§ **Problem statement**
Set out all of the lines below as a numbered list, skipping any blank lines and leaving the pictures out.

§ **Dataset records**
(begin)

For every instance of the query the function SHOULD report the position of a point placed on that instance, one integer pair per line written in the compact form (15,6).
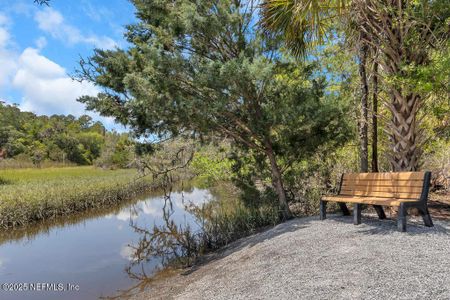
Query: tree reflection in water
(161,246)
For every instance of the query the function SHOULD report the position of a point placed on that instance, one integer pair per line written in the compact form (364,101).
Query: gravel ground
(332,259)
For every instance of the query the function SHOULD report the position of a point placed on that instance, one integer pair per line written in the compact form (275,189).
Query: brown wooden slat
(381,194)
(415,183)
(389,189)
(367,200)
(390,176)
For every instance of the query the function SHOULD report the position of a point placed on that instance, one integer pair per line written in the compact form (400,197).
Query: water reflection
(103,251)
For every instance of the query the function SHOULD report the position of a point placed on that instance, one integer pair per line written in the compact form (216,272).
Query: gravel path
(332,259)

(end)

§ **Response for this exercise**
1. For every instance of the query the function SHOULD report the position of a point placed on that instance, one integer pair per line written in the compact form (15,6).
2. Query: tree reflection in water
3. (161,246)
4. For every instance of the query the function SHOULD report the position of a point placed on that instance, one integer pair per line written in the compact form (364,101).
5. Query: gravel ground
6. (332,259)
7. For every instance of the query the function SHOULD report the position of a point placed on that instance, one integer pair per line written in the compact form (275,189).
8. Query: brown wooden slat
9. (381,194)
10. (415,183)
11. (389,189)
12. (367,200)
13. (390,176)
14. For every instance of the query the function SHOULD report the position of a point placed on that instance, one integer pair per line written in the compact form (400,197).
15. Query: water reflection
16. (103,251)
17. For every instance of the query the function SHOULD report the position of a point placed on that instance, one integer pair per line written in the compact form (216,272).
18. Query: gravel path
19. (332,259)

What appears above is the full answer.